_Work order A_: In the account of Sheriff Feeney's search, what was found on Kunnecke when his wagon was searched?
_Work order B_: Please continue the account of Sheriff Feeney's search after its last sentence.
Start of Text excerpt
Unbeknownst to him, however, Sheriff Feeney, along with a posse of six other men and two teenagers, had gone to his farm again in search of any clues. On the way to the farm, they noticed wagon tracks heading toward Plum Creek. The odd thing was that there were three tracks, while there should've been two, with one of them leading off toward a nearby creek bottom. Feeney and one of men, Henry Schacht, followed the tracks, and soon discovered a small clump of hair and freshly dug dirt. They searched for a body, but again, nothing turned up. Despite this, Feeney was certain somebody had been buried here, and the posse then went towards the wagon tracks.

Only three miles later, they ran into none other than William Kunnecke himself. Feeney confronted him about working so early, with Kunnecke claiming he'd been after firewood. The now-fed up Feeney asked him to get off the wagon so it could be searched, to which Kunnecke agreed. He was found to be in possession of only a broken pocketknife and an axe. Feeney and Schacht got Kunnecke on a horse, and then rode out with him to Hayes, while the others continued searching for a body.

Not long after, the posse found two body pieces belonging to Demler, 50 feet off the trail near Plum Creek. His frozen body had been hacked to pieces, but that was not the cause of death: it was apparent that Andrew had been shot in the head with a pistol, before being shot again in the mouth and head with a shotgun, leaving powder burns on the clothing. In the meantime, Kunnecke had already spoken to a lawyer of the Horner and Stewart law firm. Feeney then marched him off to the Hughes County jail.
End of Text excerpt
Start of Material supplied
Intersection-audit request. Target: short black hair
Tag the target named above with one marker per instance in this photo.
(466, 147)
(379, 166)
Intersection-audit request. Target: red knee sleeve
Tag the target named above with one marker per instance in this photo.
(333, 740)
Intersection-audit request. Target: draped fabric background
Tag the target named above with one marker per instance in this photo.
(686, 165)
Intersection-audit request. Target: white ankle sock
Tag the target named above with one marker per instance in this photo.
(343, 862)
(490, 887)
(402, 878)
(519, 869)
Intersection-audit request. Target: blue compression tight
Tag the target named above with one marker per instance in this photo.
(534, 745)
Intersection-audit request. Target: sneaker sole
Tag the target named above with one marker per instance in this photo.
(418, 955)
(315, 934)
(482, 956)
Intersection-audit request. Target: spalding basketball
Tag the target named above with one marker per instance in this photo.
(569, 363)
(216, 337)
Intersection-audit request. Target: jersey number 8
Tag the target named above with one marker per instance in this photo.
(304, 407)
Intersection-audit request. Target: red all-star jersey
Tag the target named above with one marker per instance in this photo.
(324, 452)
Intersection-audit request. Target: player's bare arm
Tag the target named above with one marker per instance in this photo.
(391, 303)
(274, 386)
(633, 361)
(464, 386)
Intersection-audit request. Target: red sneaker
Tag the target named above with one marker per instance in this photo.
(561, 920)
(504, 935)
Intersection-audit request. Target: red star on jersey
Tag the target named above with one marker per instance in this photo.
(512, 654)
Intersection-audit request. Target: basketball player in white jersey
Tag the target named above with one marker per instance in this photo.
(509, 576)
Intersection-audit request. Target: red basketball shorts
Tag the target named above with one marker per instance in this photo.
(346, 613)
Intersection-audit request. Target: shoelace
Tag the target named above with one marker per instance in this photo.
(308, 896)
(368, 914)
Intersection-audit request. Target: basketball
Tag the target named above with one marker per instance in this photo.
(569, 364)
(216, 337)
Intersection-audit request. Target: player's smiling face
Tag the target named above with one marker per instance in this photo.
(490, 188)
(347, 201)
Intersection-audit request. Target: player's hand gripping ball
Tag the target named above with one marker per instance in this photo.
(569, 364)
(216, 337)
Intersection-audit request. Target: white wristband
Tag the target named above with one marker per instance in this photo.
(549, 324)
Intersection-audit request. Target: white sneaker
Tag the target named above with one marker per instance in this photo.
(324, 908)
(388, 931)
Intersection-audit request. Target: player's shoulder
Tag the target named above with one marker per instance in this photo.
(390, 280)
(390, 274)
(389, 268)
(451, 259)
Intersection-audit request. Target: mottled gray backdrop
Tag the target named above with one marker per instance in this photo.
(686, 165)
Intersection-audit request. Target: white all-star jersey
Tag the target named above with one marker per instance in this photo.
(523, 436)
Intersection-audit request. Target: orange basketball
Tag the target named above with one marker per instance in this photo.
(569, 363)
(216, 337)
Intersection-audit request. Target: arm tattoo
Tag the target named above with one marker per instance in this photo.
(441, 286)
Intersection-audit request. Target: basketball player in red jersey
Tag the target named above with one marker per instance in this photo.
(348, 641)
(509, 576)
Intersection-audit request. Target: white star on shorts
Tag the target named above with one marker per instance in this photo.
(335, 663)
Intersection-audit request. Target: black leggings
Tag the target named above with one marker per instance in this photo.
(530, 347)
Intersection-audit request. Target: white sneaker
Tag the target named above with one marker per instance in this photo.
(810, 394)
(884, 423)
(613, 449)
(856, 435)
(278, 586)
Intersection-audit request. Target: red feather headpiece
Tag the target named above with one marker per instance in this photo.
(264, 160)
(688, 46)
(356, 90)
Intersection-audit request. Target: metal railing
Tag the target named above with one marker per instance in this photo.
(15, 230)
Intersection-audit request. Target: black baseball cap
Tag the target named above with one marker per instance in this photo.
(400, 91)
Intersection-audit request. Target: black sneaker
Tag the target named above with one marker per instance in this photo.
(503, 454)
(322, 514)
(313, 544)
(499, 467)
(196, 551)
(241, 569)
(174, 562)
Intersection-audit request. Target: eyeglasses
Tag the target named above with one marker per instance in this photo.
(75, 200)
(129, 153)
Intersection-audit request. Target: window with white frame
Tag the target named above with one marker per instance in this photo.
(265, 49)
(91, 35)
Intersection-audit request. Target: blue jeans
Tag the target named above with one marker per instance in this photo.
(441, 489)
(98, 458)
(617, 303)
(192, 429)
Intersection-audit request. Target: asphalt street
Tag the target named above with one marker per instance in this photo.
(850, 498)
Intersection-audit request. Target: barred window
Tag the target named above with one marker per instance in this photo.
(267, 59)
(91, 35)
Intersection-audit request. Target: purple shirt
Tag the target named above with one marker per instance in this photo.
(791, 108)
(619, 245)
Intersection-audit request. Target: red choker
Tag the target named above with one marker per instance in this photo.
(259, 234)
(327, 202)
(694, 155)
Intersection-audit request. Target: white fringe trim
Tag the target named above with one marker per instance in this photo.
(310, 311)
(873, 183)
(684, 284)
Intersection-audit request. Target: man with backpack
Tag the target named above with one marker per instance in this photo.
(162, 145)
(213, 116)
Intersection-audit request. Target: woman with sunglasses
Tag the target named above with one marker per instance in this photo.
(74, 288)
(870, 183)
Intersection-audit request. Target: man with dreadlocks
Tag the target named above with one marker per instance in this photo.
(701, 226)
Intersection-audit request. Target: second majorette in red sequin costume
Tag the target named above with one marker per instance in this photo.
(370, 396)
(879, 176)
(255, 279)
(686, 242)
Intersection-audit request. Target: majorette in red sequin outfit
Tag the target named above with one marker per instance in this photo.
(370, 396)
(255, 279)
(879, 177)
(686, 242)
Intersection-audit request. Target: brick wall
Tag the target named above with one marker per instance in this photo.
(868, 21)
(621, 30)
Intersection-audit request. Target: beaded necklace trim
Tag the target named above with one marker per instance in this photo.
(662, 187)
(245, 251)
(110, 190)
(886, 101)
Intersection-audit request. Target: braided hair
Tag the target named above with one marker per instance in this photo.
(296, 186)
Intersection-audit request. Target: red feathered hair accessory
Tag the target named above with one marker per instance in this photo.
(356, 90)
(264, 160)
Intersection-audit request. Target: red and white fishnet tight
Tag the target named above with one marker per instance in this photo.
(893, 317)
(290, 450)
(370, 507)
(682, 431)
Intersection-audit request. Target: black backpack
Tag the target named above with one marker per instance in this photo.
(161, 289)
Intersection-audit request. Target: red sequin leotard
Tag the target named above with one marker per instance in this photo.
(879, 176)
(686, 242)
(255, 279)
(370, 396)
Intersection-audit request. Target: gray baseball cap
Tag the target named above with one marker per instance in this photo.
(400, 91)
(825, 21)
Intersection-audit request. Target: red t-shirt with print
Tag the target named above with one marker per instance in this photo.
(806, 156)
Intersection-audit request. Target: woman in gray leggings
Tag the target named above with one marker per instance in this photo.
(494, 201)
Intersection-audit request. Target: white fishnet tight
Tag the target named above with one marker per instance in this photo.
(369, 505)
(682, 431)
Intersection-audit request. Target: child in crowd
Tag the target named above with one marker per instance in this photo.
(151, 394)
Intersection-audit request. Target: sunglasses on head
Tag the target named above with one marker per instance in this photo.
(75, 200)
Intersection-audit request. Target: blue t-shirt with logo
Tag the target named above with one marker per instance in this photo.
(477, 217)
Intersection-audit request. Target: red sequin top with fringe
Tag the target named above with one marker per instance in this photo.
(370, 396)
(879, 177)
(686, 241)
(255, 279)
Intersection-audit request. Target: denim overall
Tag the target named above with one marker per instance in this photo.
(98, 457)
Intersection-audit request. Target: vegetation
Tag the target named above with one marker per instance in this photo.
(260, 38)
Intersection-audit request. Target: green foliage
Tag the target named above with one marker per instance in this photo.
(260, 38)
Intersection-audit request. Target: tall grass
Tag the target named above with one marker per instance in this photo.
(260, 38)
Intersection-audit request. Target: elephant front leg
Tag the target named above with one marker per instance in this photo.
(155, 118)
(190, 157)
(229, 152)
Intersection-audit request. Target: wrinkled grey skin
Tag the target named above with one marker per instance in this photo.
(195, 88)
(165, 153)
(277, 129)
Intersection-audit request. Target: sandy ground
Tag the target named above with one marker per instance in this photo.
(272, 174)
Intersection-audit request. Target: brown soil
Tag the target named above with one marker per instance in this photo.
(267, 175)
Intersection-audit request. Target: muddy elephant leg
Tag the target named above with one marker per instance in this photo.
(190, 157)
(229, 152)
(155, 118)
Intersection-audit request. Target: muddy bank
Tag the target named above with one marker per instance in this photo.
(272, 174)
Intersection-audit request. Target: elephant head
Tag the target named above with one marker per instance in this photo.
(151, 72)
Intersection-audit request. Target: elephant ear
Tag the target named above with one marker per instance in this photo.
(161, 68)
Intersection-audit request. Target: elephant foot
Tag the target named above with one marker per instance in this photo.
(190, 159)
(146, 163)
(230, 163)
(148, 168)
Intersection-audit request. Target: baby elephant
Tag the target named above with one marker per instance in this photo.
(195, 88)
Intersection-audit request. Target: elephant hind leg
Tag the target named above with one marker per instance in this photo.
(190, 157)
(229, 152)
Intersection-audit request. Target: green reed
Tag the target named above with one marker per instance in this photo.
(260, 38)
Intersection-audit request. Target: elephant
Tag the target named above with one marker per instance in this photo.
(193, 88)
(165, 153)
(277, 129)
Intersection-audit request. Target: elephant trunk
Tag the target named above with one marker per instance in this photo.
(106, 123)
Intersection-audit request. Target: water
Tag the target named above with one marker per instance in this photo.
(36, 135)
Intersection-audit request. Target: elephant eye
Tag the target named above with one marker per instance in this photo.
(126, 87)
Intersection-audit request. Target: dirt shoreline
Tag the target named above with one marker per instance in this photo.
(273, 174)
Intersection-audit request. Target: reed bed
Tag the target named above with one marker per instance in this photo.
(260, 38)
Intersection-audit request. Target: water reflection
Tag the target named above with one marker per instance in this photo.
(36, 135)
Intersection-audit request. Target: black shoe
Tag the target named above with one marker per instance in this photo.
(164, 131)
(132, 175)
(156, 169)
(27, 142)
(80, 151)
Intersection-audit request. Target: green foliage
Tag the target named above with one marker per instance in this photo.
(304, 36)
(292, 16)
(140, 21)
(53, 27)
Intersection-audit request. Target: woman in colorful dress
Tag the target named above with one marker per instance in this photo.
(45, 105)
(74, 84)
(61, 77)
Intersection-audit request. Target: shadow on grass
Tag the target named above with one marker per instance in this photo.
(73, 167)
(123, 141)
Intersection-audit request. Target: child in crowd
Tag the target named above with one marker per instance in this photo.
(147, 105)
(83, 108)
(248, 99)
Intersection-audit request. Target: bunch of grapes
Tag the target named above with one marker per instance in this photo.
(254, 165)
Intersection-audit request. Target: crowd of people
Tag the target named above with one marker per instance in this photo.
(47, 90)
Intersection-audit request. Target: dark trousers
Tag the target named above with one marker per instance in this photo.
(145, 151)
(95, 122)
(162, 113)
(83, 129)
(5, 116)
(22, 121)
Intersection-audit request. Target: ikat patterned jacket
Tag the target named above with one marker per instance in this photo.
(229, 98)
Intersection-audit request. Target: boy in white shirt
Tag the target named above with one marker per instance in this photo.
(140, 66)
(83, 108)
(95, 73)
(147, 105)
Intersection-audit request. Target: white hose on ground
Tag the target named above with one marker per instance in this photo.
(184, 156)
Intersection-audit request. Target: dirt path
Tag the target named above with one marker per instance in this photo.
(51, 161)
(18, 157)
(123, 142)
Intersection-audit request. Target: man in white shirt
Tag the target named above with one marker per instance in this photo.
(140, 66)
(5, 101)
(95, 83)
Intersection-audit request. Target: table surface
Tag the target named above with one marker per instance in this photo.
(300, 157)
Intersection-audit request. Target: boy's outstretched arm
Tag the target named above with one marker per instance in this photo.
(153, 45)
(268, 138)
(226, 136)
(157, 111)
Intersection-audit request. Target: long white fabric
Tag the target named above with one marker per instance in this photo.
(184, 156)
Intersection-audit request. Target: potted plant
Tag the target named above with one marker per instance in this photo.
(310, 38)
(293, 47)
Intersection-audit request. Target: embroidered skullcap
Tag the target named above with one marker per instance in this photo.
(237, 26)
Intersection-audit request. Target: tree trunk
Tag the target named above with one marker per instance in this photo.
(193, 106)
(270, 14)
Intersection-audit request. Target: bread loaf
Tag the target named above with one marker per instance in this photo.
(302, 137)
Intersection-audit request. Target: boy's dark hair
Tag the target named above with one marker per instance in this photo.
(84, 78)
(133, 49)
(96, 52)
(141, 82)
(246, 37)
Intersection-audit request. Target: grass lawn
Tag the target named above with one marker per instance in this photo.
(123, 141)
End of Material supplied
_Task output A_: Only a broken pocketknife and an axe.

_Task output B_:
==Imprisonment and escape==
William Kunnecke spent almost a year in prison awaiting trial, as his lawyers had secured him a January term, following an unsuccessful bid for a change of venue, citing local prejudice against their client. During this time, he tried to escape on three separate occasions, and on one of them, he was found with a saw made from an old caseknife, a stove poker, a large bottle and a stick. After being punished for this, he proceeded to go on a six-day long hunger strike, tried to kill himself by eating a bar of soap, and finally, another suicide attempt by starting a fight with two other prisoners, during which he was beaten up before the jailer could interfere. In the meantime, there was a report of a human skeleton found at Kunnecke's old farm, which later turned out to be animal bones.

Eventually, William Kunnecke confessed to Demler's murder, although he claimed it was in self-defense. He was sentenced to life imprisonment, and sent off to the South Dakota State Penitentiary. On September 3, 1919, while watering the prison lawn, he managed to slip through the gate unnoticed, when it was opened so some work teams could go through. His absence was quickly noticed by Warden Redfield, who pursued Kunnecke with an automobile, but by then, the convict had already put some distance between himself and the authorities.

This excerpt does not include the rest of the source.